(Natural-language object grounding data)
=== Begin Enclosure ===

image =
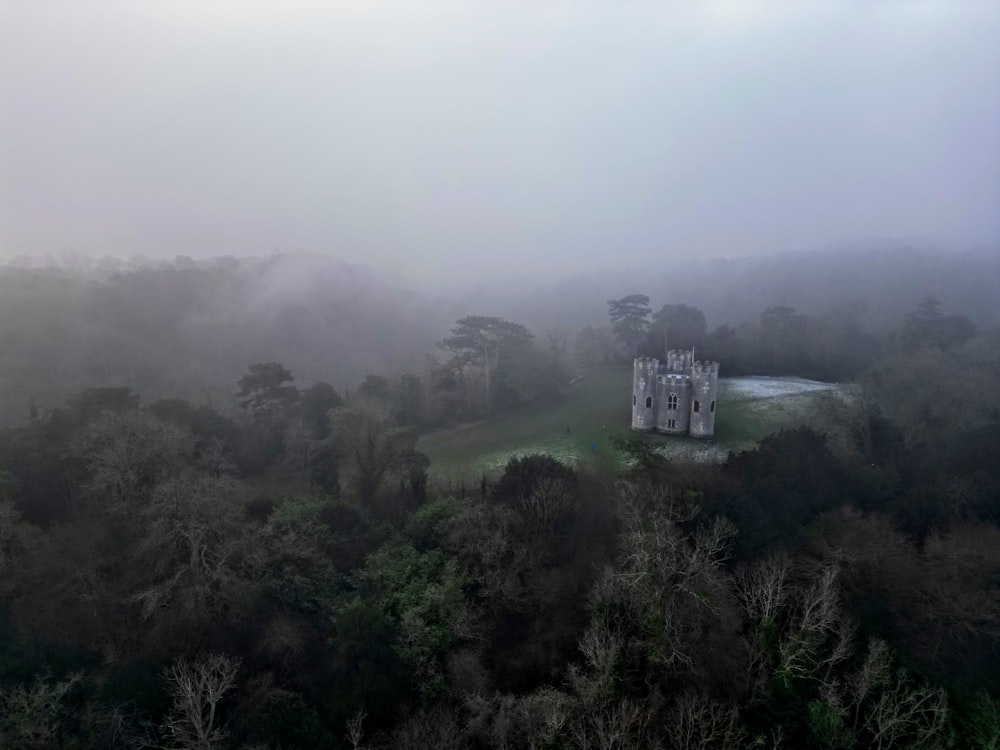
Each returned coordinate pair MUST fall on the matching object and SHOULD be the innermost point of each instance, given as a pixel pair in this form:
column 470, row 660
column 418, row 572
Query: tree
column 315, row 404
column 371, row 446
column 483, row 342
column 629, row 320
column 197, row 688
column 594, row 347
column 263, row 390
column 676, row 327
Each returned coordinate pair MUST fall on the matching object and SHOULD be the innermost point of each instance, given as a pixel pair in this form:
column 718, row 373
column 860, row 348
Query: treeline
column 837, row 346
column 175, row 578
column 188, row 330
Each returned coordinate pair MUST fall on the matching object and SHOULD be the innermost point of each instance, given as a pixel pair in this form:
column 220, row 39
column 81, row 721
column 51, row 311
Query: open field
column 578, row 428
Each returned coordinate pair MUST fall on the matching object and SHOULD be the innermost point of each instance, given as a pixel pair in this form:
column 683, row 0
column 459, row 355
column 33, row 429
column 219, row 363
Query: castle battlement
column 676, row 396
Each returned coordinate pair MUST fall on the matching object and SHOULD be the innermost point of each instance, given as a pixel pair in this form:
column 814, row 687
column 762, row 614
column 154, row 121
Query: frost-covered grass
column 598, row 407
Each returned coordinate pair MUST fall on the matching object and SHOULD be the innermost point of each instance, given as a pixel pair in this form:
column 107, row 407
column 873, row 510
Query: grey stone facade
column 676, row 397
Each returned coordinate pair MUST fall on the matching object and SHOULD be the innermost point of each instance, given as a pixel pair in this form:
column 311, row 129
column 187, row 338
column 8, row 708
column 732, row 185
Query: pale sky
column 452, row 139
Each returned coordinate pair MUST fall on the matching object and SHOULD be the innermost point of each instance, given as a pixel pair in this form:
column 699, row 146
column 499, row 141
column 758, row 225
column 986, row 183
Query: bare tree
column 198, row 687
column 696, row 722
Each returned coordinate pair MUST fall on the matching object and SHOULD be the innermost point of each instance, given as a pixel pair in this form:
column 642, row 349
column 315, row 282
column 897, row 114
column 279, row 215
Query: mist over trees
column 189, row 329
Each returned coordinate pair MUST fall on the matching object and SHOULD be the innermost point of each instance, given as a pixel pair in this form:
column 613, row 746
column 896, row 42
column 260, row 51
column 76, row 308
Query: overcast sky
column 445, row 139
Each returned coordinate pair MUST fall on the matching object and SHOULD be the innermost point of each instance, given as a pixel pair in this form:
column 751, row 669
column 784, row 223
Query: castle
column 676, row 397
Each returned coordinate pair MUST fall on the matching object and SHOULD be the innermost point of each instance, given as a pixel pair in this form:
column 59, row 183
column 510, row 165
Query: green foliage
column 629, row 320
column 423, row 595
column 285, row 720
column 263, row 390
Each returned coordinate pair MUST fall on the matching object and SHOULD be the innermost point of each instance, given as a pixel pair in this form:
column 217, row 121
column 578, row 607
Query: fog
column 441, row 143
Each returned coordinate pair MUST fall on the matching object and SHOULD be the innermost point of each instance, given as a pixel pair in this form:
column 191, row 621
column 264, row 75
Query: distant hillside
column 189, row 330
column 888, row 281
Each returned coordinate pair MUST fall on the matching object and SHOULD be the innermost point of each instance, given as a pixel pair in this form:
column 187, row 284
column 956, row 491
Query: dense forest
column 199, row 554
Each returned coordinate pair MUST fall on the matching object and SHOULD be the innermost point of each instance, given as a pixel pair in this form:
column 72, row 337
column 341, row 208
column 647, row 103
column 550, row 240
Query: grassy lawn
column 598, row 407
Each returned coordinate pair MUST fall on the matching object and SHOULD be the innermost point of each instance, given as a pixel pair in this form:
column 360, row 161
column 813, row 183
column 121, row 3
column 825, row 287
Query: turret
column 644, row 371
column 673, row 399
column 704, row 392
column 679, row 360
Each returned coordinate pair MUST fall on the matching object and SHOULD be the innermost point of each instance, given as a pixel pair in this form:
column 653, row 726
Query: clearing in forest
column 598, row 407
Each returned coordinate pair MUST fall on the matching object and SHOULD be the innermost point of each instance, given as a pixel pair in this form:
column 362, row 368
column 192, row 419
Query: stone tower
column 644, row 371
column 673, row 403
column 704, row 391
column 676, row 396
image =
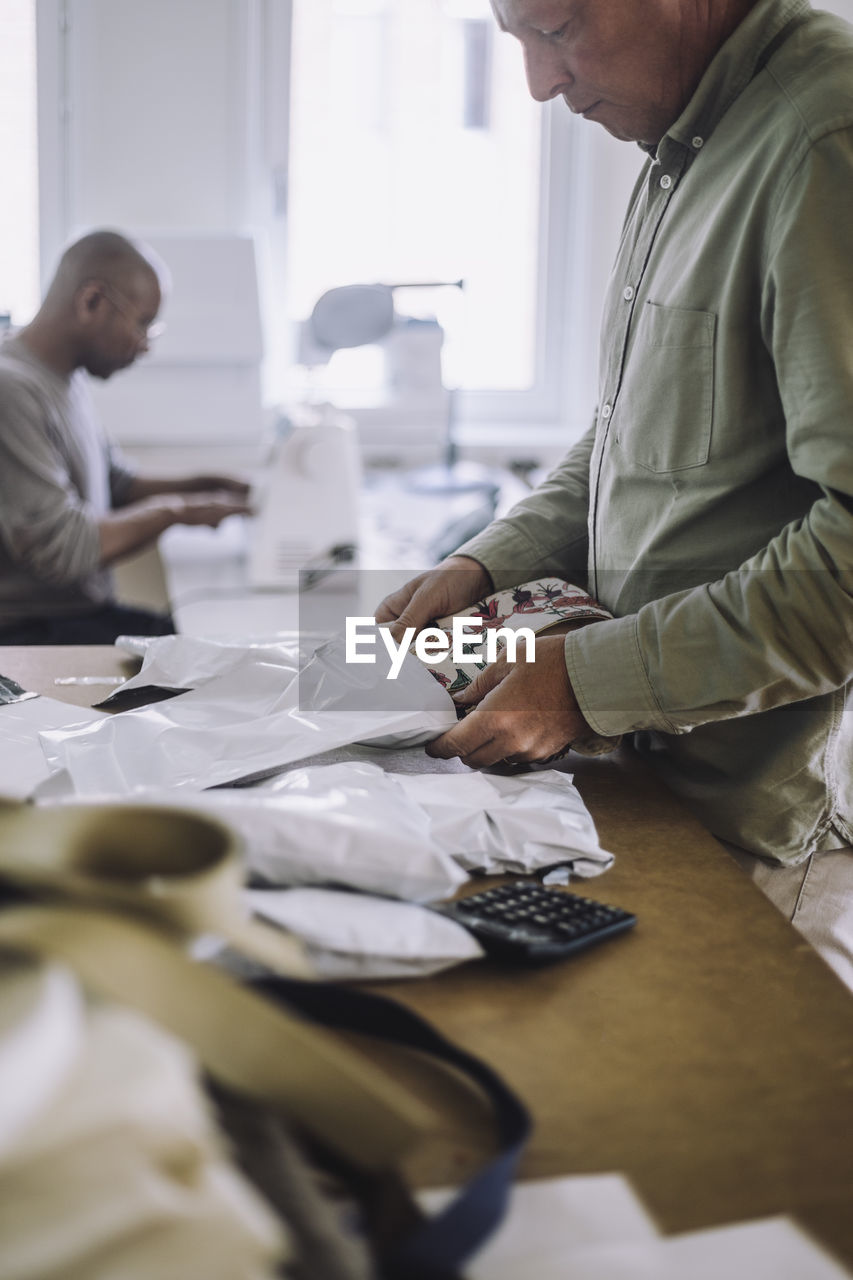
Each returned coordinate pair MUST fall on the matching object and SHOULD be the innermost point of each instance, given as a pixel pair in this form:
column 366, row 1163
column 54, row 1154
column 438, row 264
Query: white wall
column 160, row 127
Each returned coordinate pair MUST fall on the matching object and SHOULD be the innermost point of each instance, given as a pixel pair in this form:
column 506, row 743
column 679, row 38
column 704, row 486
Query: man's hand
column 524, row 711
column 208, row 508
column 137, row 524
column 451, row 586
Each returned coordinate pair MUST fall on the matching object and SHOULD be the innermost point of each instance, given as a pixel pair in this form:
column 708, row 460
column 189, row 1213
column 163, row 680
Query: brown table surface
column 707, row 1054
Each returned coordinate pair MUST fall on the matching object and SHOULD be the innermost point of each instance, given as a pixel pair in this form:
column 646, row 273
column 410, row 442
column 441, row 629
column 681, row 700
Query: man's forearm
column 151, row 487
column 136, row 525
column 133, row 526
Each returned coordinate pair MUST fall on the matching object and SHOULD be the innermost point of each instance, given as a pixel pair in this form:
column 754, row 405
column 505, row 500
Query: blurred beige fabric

=== End Enclosure ===

** HOW TO COMPLETE THIS TASK **
Exactly reproduce each record, leaving out any pictures.

** EXERCISE RESULT **
image =
Each returned coordinate pair MUST fall on the matching object and SHOULD be the innermost point of each instance, given as a pixel pair in this form:
column 470, row 660
column 418, row 572
Query: tree
column 315, row 404
column 371, row 446
column 483, row 342
column 629, row 320
column 197, row 688
column 594, row 347
column 263, row 390
column 676, row 327
Each returned coordinate pair MUST fall on the matching object and SHOULD be the innermost point of each instance, given as a pixel pair in this form:
column 718, row 373
column 860, row 348
Query: treeline
column 837, row 346
column 175, row 578
column 188, row 330
Each returned coordinate pair MUST fall on the matching object and SHOULD be the innermost point of each instance, given as a pixel pair in this form:
column 220, row 39
column 81, row 721
column 51, row 311
Query: open field
column 578, row 428
Each returned coordinate pair MUST fall on the matching object and SHOULD be the innermost point of each instance, given as a pixel pair in this form:
column 683, row 0
column 459, row 355
column 33, row 429
column 219, row 363
Query: castle battlement
column 676, row 396
Each returned coordinate pair MUST fall on the matching object and SHOULD be the innermost point of each instance, given as a pixel pair in this form:
column 814, row 687
column 762, row 614
column 154, row 121
Query: frost-covered grass
column 598, row 407
Each returned coordinate pair MUST fall on the matching object and SHOULD be the innermost point of each instance, given as a pixel pair in this form:
column 107, row 407
column 873, row 510
Query: grey stone facade
column 676, row 397
Each returned coordinate pair MUST fall on the matching object and SHOULD be the innermost point of each instance, given as a pixel pair in this form:
column 311, row 129
column 187, row 338
column 8, row 708
column 732, row 185
Query: pale sky
column 452, row 139
Each returned coordinate pair MUST fall on the matching object and SHOULD be the innermost point of each instance, given as a pixel pair in this form:
column 699, row 146
column 499, row 141
column 758, row 225
column 986, row 183
Query: bare tree
column 198, row 687
column 696, row 722
Each returned coordinate pair MUST fall on the matching object and SHOULD be the innermost point of each instance, given as a pixel pair in this form:
column 642, row 349
column 315, row 282
column 897, row 114
column 279, row 215
Query: mist over trees
column 189, row 329
Each returned coordinate pair MUST fall on the matching object and SHOULD be the innermost point of each instance, given as a pixel pair in this form:
column 613, row 746
column 896, row 42
column 260, row 51
column 76, row 308
Query: overcast sky
column 445, row 139
Each returned coordinate pair MUST fall on the matching object and SHOULD be the innermost point of each instance, given as a pixel pair in this form:
column 751, row 669
column 784, row 223
Query: castle
column 676, row 397
Each returned coordinate pair MUST fall on the matching object and SHOULD be the innermost point of each instance, given as a pixel pair in this form:
column 59, row 183
column 510, row 165
Query: green foliage
column 629, row 320
column 423, row 595
column 285, row 720
column 263, row 390
Each returned coordinate pair MUST fall on the matching object and SHOULD be the innermost point of each instance, given as a pixel pair in this form:
column 217, row 121
column 578, row 607
Query: fog
column 441, row 143
Each returned coordinate pair MUST fall on the matching object and SHOULD be the innermost point of each instance, given as a pixel pair in this form:
column 191, row 621
column 264, row 75
Query: distant hillside
column 189, row 330
column 888, row 281
Each returned coordinate pair MUST fall on the matching object and SHOULD be the innermost point of each instance, given as a pixel pair in this form:
column 187, row 284
column 956, row 491
Query: dense forest
column 199, row 554
Each returned coordinate pair MUST fall on the matching object and SHOULD be the innermost point of each instance, given as a pixel pair in this form:
column 72, row 337
column 341, row 208
column 647, row 103
column 550, row 240
Query: grassy lawn
column 598, row 407
Each returned coordinate pair MUST fall on the matching object and SHOULD be the innermost point of each instance, given as a pixel pair in this form:
column 360, row 161
column 813, row 183
column 121, row 3
column 825, row 287
Query: turret
column 644, row 371
column 673, row 399
column 704, row 392
column 679, row 360
Each returned coordinate pair MUST fall on the matching object and SHOULD be the innermost point of each instance, given as a pixel pair in this form:
column 653, row 726
Query: clearing in forest
column 598, row 407
Each returned coordinate pair MUST fall on the matching object and SHOULD be the innermost point of each instance, given as a pixel pair in this form:
column 362, row 368
column 192, row 419
Query: stone tower
column 644, row 371
column 673, row 403
column 704, row 391
column 676, row 396
image =
Each returned coordinate pair MUST fall on the matching object and SHOULD be the innermost point of each instance, given as a pixel pair in this form:
column 366, row 1163
column 54, row 1154
column 438, row 264
Query: white wall
column 160, row 127
Each returned coordinate pair MUST fall on the matching object and SHOULD be the innermost point of each instance, given as a pixel pair in this form:
column 506, row 743
column 679, row 38
column 704, row 486
Query: man's hand
column 524, row 711
column 208, row 508
column 137, row 524
column 451, row 586
Each returned coordinate pair MUST fall on the matching object and SHOULD be the innermost point of each instance, given as a pixel pair in this form:
column 708, row 460
column 189, row 1213
column 163, row 680
Query: brown table surface
column 707, row 1054
Each returned coordinate pair MUST fall on the matching object and SHOULD be the innermost point of each instance, given as a pixel pair in this form:
column 646, row 273
column 410, row 442
column 441, row 629
column 681, row 700
Query: man's forearm
column 151, row 487
column 136, row 525
column 133, row 526
Each returned coordinate pair MUST fall on the matching object and SHOULD be the innermost point of each instance, given as a pixel pair in this form:
column 754, row 405
column 505, row 500
Query: blurred beige fabric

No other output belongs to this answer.